Start of Material for this exercise

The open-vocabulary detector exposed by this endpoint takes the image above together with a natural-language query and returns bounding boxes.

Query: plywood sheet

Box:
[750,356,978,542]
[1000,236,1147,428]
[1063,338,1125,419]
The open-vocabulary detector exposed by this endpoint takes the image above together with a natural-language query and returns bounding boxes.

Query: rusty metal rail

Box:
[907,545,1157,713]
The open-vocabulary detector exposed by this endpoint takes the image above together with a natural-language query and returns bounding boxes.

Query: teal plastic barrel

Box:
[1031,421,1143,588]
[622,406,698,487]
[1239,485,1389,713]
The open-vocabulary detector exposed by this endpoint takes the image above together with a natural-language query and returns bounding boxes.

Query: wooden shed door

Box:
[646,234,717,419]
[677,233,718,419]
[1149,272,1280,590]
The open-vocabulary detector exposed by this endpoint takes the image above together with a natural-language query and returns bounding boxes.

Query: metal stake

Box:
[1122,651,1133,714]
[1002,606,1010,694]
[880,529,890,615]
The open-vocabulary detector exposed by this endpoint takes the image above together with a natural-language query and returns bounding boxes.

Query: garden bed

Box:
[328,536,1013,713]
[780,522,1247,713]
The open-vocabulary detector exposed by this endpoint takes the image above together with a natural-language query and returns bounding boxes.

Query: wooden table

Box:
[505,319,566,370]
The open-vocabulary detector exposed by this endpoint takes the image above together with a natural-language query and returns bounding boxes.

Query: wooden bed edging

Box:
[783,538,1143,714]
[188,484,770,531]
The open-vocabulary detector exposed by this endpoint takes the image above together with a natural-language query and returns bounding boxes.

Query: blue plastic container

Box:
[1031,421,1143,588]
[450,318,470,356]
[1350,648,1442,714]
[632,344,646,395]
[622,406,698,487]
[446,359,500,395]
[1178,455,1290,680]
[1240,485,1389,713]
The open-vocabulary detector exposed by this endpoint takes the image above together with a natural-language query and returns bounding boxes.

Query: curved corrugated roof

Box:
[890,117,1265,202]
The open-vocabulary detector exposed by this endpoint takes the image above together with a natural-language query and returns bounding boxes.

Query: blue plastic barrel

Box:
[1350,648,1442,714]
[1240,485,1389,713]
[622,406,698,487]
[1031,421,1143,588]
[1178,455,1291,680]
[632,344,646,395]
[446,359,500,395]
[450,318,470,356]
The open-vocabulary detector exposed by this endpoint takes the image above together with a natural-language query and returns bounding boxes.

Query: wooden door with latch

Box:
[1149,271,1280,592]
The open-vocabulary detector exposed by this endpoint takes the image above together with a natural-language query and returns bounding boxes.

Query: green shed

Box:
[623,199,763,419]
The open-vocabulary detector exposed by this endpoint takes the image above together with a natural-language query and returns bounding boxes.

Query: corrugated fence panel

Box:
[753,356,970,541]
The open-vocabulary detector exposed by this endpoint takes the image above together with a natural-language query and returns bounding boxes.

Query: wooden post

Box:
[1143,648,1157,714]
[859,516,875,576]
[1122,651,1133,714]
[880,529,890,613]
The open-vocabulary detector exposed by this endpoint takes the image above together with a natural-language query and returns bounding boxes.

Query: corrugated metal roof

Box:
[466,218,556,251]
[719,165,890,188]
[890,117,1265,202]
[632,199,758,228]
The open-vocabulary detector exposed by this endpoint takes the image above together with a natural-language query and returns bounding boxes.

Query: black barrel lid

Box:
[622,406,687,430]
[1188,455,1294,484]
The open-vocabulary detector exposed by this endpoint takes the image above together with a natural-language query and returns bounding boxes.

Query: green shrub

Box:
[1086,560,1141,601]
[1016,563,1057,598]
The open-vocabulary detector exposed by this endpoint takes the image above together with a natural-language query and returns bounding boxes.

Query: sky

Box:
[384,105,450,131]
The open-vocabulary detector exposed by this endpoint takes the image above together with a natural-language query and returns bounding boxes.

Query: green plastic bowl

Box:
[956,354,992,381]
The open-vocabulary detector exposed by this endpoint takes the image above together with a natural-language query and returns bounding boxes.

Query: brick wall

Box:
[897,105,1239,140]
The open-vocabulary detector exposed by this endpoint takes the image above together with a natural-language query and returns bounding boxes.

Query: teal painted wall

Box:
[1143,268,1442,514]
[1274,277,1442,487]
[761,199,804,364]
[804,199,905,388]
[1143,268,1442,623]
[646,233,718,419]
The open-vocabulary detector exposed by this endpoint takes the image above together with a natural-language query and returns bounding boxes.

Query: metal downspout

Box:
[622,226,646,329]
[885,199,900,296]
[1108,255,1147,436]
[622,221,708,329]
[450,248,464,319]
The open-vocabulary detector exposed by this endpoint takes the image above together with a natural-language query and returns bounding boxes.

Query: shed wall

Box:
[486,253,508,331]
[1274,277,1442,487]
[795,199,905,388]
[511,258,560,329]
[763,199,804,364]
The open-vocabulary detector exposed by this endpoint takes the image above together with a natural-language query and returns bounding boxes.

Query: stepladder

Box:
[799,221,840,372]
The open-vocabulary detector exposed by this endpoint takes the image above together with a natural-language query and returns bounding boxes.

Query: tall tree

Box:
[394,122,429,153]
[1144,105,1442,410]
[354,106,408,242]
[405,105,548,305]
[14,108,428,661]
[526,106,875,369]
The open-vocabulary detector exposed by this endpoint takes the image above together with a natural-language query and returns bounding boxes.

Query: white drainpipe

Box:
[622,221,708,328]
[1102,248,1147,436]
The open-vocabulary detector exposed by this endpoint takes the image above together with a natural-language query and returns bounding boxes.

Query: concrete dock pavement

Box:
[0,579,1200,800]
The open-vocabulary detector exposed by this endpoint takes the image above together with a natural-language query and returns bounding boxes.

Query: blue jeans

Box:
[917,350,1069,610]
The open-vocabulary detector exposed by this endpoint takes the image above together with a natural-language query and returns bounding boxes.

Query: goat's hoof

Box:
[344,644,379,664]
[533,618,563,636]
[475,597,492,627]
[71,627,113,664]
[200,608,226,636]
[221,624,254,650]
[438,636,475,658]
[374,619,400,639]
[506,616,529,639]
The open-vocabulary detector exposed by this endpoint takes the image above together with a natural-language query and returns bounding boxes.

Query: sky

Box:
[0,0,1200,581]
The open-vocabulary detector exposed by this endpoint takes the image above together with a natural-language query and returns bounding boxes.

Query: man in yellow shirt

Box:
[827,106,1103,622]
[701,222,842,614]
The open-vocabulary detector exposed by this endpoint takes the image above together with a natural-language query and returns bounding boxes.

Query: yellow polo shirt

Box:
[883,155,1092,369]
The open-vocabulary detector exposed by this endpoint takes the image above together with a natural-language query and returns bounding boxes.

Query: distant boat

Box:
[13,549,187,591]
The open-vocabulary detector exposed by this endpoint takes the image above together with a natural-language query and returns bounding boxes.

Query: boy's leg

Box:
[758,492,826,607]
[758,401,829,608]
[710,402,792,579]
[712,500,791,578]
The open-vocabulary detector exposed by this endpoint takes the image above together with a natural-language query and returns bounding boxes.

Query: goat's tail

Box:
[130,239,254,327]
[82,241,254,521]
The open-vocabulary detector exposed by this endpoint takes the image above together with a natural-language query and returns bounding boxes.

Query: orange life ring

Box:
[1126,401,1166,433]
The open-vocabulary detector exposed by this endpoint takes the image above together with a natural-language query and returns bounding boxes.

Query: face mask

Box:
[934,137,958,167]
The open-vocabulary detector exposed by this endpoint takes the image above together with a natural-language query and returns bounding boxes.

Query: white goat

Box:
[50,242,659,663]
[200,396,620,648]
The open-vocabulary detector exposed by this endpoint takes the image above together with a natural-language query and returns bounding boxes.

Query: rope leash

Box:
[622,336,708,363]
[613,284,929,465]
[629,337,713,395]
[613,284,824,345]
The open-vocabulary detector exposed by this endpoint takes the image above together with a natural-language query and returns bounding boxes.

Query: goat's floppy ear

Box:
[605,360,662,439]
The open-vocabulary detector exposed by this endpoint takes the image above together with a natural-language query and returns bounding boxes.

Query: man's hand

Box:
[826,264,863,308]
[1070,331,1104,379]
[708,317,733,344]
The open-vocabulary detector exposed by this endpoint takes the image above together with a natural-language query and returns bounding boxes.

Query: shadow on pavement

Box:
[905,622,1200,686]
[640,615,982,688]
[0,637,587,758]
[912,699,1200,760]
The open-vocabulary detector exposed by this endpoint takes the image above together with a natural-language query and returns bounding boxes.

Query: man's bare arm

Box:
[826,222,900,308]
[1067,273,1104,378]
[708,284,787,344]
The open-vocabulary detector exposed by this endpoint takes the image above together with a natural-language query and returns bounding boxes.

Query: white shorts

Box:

End of Material for this exercise

> _Brief_:
Show every line from the entries above that contains the word "plastic".

> _Correct answer_:
Query: teal plastic barrel
Query: blue plastic container
Query: blue plastic barrel
Query: green plastic bowl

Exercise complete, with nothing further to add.